LESETEXT »
□ □ □ □ □ □ □

Nicht nur ein Scherben (Keramische Fragmente) Sucher sondern auch ein Scherben (Keramische Fragmente) Finder. :-)

Hadubrand

Ja, es ist ein Quarzit. Alles, was da noch außer den 4 Silexstücken lag, ist aus Quarzit. Flint ist hier praktisch unbekannt und kam bisher nur aus Ergrabungen neolith. Siedlungsplätze meist in Form von Microlithen hervor. Das Material musste von weit her gebracht werden und war deshalb eine große Kostbarkeit.
Ich hab noch vergessen, zu dem Quarzitstück die Maße anzugeben:
Das Stück ist 10,3 cm lang; 6,5 cm breit und wiegt 193 g.
LG
Hadubrand

CF

Zitat von: Hadubrand in 28. Juni 2013, 16:44:45
... Flint ist hier praktisch unbekannt ... Das Material musste von weit her gebracht werden und war deshalb eine große Kostbarkeit.

□ □ □ □ □ □ □

ERFASSTE DATEN »
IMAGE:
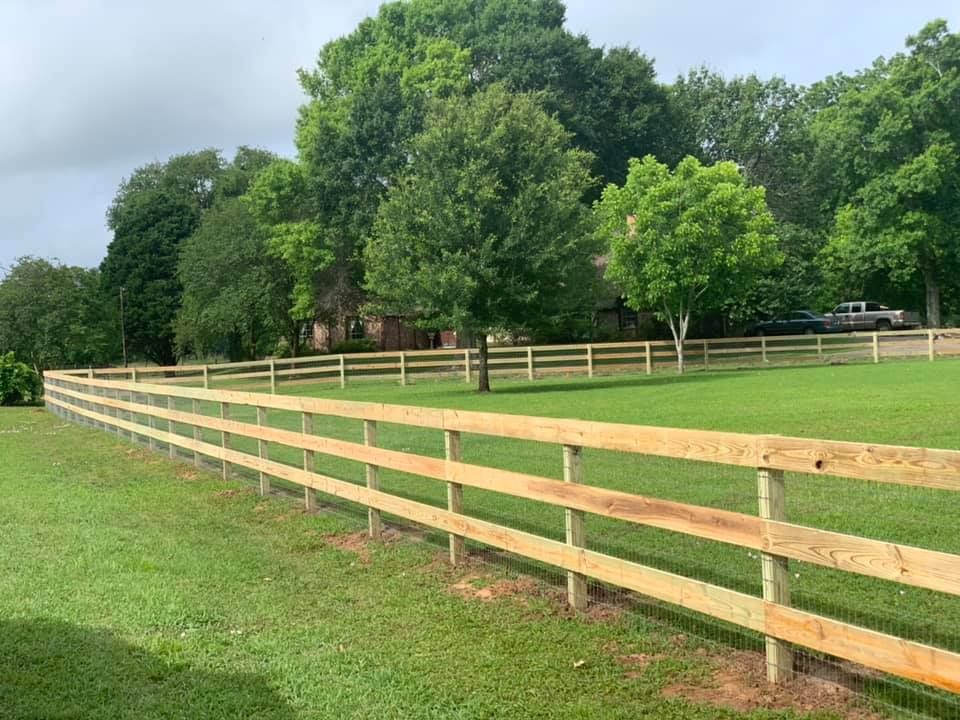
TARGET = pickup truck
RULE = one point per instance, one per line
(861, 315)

□ □ □ □ □ □ □

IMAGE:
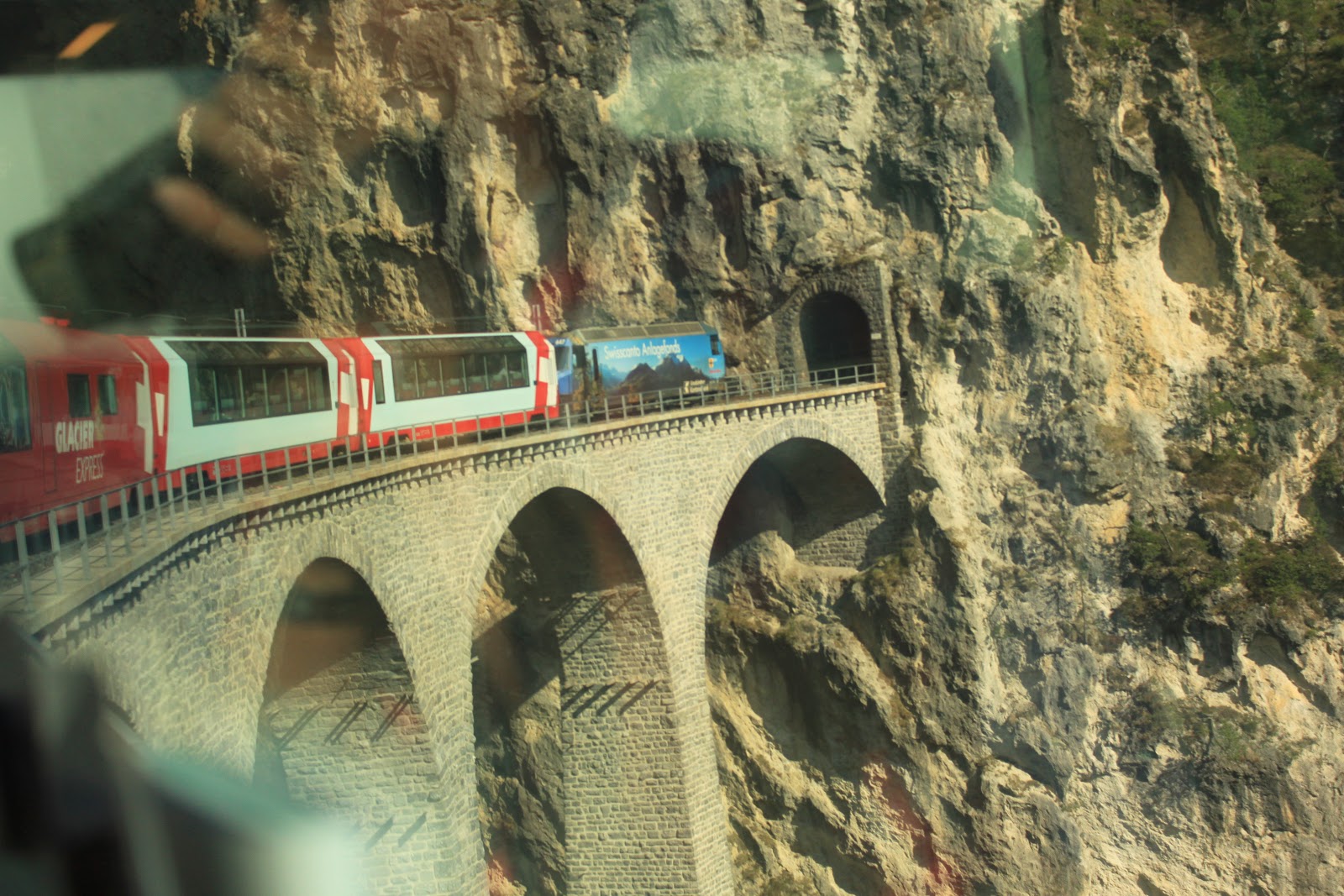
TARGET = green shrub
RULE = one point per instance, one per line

□ □ □ □ □ □ □

AUFGABE »
Beantworte mithilfe des Lesetexts diese Fragen:
(a) Aus welchem Material ist alles, was außer den 4 Silexstücken noch dort lag?
(b) Wie viel wiegt das Quarzitstück?
(c) Weshalb war Flint laut Lesetext eine große Kostbarkeit?
Die Daten stammen aus einer anderen Quelle.

LÖSUNG »
(a) Es ist aus Quarzit.
(b) Es wiegt 193 g.
(c) Das Material musste von weit her gebracht werden.